____ 本文
9月8日、家に帰ってきたらいつも「おかえり」と言う親父の返事がなかった。一瞬びっくりしたが、いつもの介護ヘルパーのAさんが親父の体をさすりながら熱を測ってくれていました。体温は37度。最近あきらかに食欲も落ちているので、念のため訪問看護ステーションに連絡しました。一瞬、様子を見にきてほしいと考えましたが、翌日の午前中にやまと診療所の往診を控えていることもあったので、「まあ許容範囲、大丈夫ですよね」と話をして電話を切りました。

それから、Aさんと相談して、最近気になっていたユニクロの新商品の前あきTシャツを3枚ネットから注文しました。

22時ごろ、まだ部屋の明かりがついていたので声をかけました。(いつものように手元にあるけど)明かりを消すリモコンがないと言うから、直接渡して自分で消してもらいました。部屋を出るとき後ろから「おやすみ」と声がかかってきて、(2階にある自分の部屋への)階段をのぼりながら、小さな声で「おやすみ」と返しました。今となってはこれが最後の会話。どうせなら大きな声で「おやすみ」と言えばよかった。

9月9日の朝方(おそらく5時頃)、一階から「ガタン」という音が聞こえました。まあ最近よくリモコンやらコップやらを落としていたので、気にせずまた眠りました。

7時過ぎ、一階におりて、洗面所でいつものように顔を洗いひげを剃り、それから親父の部屋をチラッとのぞきました。いつもなら電気をつけている時間ですが、まだ暗い、、、。まあ最近寝てる時間が増えていたので、まだ寝てるだろうと思い、いつものように近くのコンビニに出ました。コーヒーとパンを買って歩きながら、まさかな、、という気持ちがありました。家に戻り手を洗い、もう少し部屋の扉をあけて親父を見てみました。いつもは身体全体を使った大きな呼吸で動きがあるのに、まったく動いていませんでした。
________
____ 提示された行
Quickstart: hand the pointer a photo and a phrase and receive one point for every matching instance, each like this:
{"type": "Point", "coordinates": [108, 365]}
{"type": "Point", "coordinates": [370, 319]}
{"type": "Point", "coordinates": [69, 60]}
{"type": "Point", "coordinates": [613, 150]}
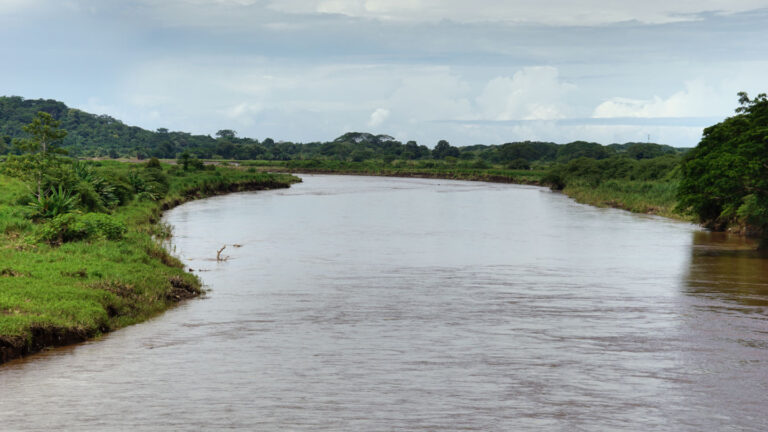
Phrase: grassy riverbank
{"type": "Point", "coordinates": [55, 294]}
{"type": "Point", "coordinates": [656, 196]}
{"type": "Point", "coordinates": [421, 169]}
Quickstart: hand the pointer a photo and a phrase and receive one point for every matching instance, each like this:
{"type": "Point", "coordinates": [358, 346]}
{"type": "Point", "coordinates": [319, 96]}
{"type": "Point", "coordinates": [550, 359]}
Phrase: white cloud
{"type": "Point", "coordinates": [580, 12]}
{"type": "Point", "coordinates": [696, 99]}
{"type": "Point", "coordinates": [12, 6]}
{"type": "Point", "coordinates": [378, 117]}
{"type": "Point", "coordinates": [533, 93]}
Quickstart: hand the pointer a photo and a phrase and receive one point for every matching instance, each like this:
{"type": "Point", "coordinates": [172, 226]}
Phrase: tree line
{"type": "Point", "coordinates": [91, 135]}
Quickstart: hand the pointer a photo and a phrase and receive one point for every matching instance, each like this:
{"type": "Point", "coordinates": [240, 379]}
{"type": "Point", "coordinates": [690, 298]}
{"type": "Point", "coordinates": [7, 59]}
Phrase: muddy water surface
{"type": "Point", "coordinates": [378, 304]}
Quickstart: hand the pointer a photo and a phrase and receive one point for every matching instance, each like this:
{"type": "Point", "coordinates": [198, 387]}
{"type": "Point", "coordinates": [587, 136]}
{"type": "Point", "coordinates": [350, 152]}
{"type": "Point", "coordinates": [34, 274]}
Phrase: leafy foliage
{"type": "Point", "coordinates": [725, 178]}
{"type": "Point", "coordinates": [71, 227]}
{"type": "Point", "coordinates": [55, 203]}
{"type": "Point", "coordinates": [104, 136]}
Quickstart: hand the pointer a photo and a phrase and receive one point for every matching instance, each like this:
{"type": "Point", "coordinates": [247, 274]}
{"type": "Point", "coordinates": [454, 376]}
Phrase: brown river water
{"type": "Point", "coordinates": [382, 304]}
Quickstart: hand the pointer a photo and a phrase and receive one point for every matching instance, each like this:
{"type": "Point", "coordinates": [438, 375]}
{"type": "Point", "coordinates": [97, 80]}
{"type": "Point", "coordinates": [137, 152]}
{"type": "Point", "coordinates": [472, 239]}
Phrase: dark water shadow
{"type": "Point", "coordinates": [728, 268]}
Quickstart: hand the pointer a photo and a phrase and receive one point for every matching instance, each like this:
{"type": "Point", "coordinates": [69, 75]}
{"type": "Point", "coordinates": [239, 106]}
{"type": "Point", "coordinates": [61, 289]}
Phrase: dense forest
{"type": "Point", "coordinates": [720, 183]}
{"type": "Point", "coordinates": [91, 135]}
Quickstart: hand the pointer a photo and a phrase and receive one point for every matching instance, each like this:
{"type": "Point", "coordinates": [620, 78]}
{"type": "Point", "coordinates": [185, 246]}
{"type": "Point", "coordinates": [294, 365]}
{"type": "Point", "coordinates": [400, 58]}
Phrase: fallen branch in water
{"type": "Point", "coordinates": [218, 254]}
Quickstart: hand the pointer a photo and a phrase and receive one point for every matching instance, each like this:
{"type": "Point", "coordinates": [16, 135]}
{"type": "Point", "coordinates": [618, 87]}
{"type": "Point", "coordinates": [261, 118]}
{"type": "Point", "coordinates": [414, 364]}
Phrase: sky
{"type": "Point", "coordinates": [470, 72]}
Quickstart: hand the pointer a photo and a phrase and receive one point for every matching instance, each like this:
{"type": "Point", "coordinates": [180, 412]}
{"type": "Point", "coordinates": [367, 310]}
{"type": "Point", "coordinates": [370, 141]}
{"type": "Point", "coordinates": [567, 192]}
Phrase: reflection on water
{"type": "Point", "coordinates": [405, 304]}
________
____ 提示された行
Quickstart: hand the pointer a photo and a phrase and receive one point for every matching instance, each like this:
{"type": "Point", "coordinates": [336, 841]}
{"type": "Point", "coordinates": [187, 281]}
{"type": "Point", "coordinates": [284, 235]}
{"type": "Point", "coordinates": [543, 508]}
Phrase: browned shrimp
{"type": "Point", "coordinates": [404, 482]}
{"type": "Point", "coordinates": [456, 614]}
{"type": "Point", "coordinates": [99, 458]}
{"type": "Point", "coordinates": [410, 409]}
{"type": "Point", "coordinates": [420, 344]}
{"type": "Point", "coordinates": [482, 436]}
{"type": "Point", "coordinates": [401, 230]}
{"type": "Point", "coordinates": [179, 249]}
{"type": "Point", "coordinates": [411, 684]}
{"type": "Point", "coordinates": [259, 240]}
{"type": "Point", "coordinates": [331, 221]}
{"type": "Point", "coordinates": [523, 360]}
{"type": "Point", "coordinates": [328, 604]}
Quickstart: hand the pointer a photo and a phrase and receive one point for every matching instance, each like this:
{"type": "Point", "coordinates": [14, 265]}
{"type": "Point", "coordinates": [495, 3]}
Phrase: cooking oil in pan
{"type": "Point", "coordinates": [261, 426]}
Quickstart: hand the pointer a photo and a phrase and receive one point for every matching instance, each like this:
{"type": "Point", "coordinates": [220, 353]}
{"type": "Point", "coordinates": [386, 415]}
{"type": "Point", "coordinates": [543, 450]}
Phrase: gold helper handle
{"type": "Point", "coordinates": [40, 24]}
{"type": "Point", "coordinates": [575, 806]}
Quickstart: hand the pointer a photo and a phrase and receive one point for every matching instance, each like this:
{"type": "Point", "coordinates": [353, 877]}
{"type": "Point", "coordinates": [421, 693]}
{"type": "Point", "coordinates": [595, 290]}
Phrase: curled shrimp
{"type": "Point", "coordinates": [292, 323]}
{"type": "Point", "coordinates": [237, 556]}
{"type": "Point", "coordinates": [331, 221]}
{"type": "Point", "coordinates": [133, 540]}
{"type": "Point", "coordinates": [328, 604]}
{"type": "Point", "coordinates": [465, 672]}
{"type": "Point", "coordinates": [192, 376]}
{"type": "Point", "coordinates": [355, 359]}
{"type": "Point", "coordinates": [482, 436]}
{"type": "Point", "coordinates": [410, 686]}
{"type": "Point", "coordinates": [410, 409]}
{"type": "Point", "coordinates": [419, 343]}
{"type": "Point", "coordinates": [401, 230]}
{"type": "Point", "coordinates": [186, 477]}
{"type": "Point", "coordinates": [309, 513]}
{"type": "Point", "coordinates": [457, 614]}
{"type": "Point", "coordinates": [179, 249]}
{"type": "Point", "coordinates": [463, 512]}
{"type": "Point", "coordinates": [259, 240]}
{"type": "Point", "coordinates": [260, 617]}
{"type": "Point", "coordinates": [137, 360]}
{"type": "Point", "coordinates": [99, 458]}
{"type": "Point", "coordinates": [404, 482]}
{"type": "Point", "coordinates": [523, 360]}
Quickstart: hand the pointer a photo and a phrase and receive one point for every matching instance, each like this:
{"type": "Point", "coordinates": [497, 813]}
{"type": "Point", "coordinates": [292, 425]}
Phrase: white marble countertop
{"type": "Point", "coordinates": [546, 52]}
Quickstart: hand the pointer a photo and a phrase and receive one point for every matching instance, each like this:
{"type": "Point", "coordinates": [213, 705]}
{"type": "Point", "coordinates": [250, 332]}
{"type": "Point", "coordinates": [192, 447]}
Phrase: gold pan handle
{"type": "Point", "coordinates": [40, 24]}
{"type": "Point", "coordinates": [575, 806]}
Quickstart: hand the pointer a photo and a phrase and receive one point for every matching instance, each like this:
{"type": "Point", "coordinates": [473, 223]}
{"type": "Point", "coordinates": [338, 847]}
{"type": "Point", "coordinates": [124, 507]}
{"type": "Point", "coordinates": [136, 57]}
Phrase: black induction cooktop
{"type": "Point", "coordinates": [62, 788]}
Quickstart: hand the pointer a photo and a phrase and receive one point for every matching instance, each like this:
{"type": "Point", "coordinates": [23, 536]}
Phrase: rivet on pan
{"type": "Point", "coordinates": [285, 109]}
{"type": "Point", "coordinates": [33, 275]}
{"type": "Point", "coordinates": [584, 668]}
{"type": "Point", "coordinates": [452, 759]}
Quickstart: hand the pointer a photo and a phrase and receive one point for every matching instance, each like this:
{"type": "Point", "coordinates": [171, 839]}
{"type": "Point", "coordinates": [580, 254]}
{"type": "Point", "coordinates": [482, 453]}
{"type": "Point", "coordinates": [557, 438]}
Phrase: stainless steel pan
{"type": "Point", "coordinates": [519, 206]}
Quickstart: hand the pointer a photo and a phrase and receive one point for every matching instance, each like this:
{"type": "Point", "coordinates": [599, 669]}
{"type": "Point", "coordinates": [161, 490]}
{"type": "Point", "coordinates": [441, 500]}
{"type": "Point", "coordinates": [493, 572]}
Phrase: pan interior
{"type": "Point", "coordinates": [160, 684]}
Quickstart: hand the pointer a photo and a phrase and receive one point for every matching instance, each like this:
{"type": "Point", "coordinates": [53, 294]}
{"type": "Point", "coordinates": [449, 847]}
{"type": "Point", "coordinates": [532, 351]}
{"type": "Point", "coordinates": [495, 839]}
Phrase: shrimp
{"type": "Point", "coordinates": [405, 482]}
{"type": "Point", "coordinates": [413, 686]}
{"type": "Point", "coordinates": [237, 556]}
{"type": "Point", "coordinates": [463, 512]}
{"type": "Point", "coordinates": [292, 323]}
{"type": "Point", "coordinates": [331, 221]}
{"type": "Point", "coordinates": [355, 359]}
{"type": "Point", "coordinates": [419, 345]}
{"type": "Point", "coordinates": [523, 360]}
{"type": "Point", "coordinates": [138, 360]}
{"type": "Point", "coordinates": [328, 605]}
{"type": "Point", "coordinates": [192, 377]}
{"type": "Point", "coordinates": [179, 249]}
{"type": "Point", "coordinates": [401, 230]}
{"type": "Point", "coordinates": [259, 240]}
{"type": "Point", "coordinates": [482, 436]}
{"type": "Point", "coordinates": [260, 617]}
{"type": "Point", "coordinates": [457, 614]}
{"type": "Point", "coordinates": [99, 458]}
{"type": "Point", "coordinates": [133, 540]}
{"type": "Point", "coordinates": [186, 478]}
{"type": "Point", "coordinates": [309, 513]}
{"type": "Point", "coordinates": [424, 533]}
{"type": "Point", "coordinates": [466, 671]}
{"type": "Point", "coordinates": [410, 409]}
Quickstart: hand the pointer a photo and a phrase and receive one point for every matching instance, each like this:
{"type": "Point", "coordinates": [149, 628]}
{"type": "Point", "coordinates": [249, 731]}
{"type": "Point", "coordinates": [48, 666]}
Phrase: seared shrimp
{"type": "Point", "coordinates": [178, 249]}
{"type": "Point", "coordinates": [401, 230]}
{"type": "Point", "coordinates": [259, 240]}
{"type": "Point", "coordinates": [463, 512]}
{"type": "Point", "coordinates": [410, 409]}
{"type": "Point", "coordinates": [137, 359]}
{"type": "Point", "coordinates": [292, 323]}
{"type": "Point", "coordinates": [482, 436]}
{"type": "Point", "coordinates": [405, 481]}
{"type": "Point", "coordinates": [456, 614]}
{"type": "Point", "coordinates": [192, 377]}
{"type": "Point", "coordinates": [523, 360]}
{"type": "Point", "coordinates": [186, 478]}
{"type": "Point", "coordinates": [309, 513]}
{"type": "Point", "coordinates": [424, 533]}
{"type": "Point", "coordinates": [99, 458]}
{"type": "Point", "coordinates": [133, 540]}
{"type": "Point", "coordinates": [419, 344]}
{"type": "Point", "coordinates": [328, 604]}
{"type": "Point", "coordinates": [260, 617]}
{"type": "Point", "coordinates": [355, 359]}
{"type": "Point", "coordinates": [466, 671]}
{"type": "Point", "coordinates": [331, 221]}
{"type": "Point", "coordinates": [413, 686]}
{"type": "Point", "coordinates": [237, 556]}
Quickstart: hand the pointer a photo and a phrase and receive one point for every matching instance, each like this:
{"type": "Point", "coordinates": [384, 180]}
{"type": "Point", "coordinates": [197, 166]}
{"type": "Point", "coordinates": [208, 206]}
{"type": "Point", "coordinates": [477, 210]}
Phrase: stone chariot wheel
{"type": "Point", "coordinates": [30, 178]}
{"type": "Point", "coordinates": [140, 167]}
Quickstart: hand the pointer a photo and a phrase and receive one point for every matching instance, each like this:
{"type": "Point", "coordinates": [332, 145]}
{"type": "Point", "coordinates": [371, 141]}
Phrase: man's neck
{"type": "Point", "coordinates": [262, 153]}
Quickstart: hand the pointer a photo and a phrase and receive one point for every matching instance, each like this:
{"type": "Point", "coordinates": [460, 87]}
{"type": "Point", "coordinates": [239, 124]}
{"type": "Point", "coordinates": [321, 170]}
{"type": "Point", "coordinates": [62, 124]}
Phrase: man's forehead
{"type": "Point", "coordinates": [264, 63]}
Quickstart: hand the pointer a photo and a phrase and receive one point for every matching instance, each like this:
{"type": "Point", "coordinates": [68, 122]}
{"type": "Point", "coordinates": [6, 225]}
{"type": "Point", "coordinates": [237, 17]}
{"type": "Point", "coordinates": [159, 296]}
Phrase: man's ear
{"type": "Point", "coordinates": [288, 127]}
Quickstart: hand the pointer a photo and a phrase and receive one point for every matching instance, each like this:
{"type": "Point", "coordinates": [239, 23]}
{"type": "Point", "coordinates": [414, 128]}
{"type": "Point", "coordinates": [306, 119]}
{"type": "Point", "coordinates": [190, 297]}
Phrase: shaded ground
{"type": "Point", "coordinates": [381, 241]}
________
____ 提示された行
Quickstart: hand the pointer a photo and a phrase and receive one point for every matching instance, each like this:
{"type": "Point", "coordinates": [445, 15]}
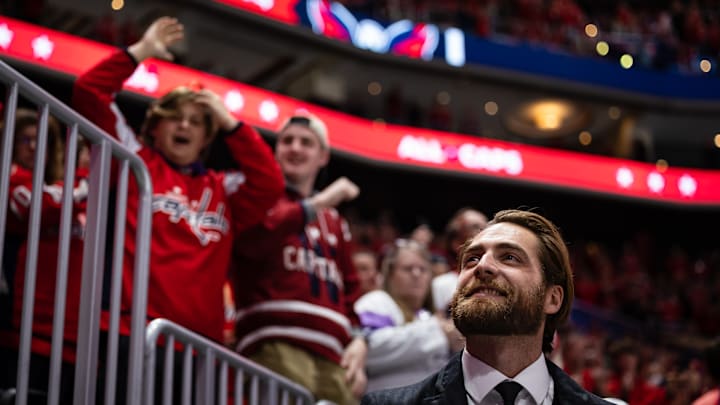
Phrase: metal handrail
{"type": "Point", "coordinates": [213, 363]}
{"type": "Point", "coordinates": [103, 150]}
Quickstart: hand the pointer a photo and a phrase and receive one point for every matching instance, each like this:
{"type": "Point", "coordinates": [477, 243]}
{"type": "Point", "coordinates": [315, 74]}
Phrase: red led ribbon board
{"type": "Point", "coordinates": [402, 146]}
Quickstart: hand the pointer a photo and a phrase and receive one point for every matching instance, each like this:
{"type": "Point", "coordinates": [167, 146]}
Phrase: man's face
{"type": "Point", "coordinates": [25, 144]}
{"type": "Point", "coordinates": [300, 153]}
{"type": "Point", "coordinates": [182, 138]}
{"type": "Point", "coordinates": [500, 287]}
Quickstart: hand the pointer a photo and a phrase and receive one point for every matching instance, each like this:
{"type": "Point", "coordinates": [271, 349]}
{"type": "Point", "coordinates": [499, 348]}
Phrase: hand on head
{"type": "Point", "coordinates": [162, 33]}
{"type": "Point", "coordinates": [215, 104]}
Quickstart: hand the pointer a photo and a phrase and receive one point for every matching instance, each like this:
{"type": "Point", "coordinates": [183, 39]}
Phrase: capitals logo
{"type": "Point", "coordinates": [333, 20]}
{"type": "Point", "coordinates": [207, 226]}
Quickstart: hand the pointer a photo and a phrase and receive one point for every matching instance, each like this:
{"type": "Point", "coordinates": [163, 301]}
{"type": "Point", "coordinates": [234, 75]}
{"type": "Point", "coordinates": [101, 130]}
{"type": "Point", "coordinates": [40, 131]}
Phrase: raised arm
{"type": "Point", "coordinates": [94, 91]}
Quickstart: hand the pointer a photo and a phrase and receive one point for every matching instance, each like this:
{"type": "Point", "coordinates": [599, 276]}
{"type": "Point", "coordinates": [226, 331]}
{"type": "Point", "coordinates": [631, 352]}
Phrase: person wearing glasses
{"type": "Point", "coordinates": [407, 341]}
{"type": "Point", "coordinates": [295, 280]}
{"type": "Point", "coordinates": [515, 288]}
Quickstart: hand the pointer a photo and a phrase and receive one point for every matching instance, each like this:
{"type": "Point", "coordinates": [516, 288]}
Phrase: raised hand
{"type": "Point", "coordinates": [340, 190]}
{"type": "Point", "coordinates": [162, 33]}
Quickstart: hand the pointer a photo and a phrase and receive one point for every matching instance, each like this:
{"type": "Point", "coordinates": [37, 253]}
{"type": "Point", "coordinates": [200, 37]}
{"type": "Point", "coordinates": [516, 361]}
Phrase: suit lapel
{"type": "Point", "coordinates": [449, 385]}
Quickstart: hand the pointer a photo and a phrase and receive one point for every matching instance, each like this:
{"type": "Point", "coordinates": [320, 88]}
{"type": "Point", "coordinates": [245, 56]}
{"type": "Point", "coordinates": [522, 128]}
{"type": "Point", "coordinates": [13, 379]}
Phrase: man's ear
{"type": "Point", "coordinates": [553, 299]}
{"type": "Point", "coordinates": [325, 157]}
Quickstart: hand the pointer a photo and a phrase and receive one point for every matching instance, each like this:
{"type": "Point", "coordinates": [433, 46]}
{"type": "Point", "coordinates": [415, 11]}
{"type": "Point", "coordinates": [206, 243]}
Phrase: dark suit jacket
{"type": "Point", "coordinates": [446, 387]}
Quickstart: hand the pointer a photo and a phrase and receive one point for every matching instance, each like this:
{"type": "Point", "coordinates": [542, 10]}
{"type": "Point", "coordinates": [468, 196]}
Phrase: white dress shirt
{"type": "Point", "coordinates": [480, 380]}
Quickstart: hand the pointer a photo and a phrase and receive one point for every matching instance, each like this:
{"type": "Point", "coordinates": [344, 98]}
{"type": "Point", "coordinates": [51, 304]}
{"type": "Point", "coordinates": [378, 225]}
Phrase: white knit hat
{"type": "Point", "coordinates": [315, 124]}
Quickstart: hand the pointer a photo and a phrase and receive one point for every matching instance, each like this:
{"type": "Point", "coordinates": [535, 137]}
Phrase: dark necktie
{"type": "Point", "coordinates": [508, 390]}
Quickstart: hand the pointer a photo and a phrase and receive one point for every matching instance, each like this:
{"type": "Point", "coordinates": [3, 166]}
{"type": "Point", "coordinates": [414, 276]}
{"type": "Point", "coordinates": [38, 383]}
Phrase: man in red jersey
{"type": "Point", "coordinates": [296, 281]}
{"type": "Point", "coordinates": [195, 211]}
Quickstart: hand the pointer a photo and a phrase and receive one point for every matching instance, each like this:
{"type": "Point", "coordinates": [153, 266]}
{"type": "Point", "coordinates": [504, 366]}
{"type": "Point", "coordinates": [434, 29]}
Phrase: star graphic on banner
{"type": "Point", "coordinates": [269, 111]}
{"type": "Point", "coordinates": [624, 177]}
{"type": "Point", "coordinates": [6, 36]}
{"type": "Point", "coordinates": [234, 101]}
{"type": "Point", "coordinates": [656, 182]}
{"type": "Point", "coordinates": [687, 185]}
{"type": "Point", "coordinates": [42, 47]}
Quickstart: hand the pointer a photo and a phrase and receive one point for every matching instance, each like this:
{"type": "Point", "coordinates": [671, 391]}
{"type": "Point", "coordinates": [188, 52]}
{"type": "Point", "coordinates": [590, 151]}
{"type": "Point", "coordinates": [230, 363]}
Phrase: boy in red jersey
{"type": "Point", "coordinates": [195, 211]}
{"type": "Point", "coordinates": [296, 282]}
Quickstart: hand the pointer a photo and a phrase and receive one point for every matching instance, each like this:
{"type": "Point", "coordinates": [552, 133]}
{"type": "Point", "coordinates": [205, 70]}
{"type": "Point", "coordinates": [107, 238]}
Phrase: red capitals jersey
________
- 指示:
[a] 本文中の「それから、Aさんと相談して、最近気になっていたユニクロの新商品の前あきTシャツを3枚ネットから注文しました。」という一文を英語に訳してください。
[b] 本文の続きを、最後の一文の後から書き進めてください。

- 解答:
[a] Then, after talking it over with A-san, I ordered three of Uniqlo's new front-opening T-shirts online, which I had been curious about lately.

[b]
私は先ず落ち着こうと、自分の部屋に戻りました。パソコンでいつもの朝のメールを読みながら、パンを食べてコーヒーを飲みました。そうこうしているとヘルパーさんが来てくれたので、すぐに玄関に行きました。そこには信頼している介護ヘルパーHさんがいて、内心ホッとしながら、冷静を装いながら「親父の様子が変なのです、、、」と伝えました。すぐに部屋に入り手首を触って、脈がないですねと言ってくれました。ヘルパーさんは親父の体を真っすぐにして、汚れているものを取り換えて、、、といつものようにテキパキと身体介護をしてくださりながら「診療所に電話しましょう」と。私はハッと我にかえり、やまと診療所に電話しました。主治医のO先生から「すぐ出るので9時過ぎぐらいに着きます」と言ってくださいました。それから、弟に電話して、「親父が呼吸をしていない、いまから診療所の先生に来てもらう」と事実を伝えました。担当のケアマネージャーさんにも電話をして、お昼以降のケアサービスが全て止まりました。

9時過ぎ、O先生が到着しました。日時を確認し、面と向かって死亡宣告を受けました。この瞬間、素直に私は親父の死を受け入れました。

先生に促されておなかを触ったら、まだ温かかったのです。数時間前まで生きていたと思うと、あの時下に様子を見に行けば、最後に言葉を交わせたのかもしれません。

ひと通りの話が終わり、10時頃、診療所の皆さんを見送る為に外にでたら、まぶしい太陽の明かりにあたりました。ものすごくものすごく、日差しが暖かかったです。これから、生きている方の家に向かうとは、なんて幸せなことなんだろう、と心底思いました。

12時近くなり、ご飯を買うために近くのコンビニへ。なぜか何にも決められず、30分ぐらい店内をうろうろしていました。。

午後、友人が紹介してくださった葬儀屋さんと打ち合わせをしました。

夕方、弟も家に到着。不思議と安堵感がありました。夜には写真立てと花瓶を買って、ファミレスで親父の話をしながら一緒にご飯食べて、その日は親父の亡骸と私と弟と、久しぶりに一つの家で寝ていました。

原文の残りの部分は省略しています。